▶ _Task material_
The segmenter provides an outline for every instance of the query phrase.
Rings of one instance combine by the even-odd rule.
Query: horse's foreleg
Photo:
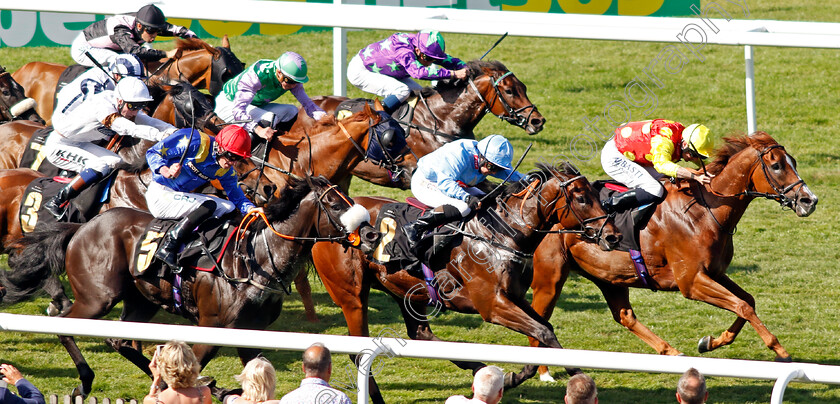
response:
[[[557,254],[559,249],[556,248],[556,245],[560,243],[560,240],[554,240],[555,238],[557,238],[556,235],[546,237],[540,247],[537,248],[537,252],[534,254],[534,279],[531,281],[531,289],[533,290],[531,307],[546,321],[554,313],[557,299],[560,297],[563,285],[565,285],[569,276],[568,263],[565,257]],[[539,346],[540,344],[533,337],[528,337],[528,342],[531,346]],[[538,372],[540,380],[554,382],[554,378],[548,371],[548,366],[540,366]]]
[[[633,306],[630,305],[630,290],[627,287],[604,282],[595,282],[595,284],[601,289],[601,294],[604,295],[610,312],[612,312],[613,320],[630,330],[660,355],[682,354],[636,318]]]
[[[262,349],[257,348],[236,348],[236,353],[239,355],[239,360],[242,361],[242,366],[248,363],[251,359],[260,356]]]
[[[195,344],[192,350],[198,363],[201,364],[201,368],[204,369],[210,363],[210,360],[216,356],[216,353],[219,352],[219,347],[215,345]]]
[[[683,294],[685,295],[685,293]],[[755,312],[755,298],[735,284],[728,276],[723,275],[715,280],[709,278],[705,273],[699,274],[692,284],[690,294],[686,295],[686,297],[729,310],[738,316],[732,326],[721,333],[720,337],[711,338],[709,336],[702,338],[698,346],[701,353],[731,344],[735,340],[735,337],[738,336],[745,322],[749,321],[753,328],[755,328],[758,336],[764,341],[764,344],[776,353],[776,360],[790,362],[790,354],[779,343],[779,339],[758,318],[758,314]],[[704,345],[705,350],[703,349]]]
[[[309,286],[309,278],[306,271],[300,271],[295,277],[295,289],[300,294],[300,301],[303,303],[303,311],[306,313],[306,321],[318,322],[318,314],[315,313],[315,302],[312,300],[312,288]]]
[[[47,277],[44,281],[43,289],[52,298],[52,302],[50,302],[50,306],[47,308],[47,314],[56,316],[70,310],[73,302],[64,292],[64,285],[61,284],[61,280],[58,279],[57,275]]]
[[[61,345],[64,345],[64,349],[67,350],[67,353],[70,354],[70,358],[73,359],[73,363],[76,365],[76,370],[79,372],[79,380],[82,381],[80,386],[73,389],[72,395],[82,396],[83,398],[87,397],[93,389],[93,378],[95,377],[93,369],[91,369],[90,365],[88,365],[87,361],[85,361],[82,351],[80,351],[79,346],[76,345],[75,338],[66,335],[59,335],[58,340],[61,341]]]
[[[144,298],[136,290],[126,291],[126,297],[123,302],[123,310],[120,314],[120,320],[131,321],[135,323],[147,323],[155,313],[158,312],[158,307]],[[145,372],[149,377],[152,376],[152,371],[149,370],[149,362],[151,360],[143,355],[143,345],[138,341],[129,341],[117,338],[108,338],[105,340],[115,351],[119,352],[124,358],[128,359],[134,366],[137,366]]]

▶ _Required action_
From the entries above, pull out each line that includes "instance".

▶ _Exercise response_
The segmenter provides an outline for every instance of the query phrase.
Rings of one instance combine by the even-odd rule.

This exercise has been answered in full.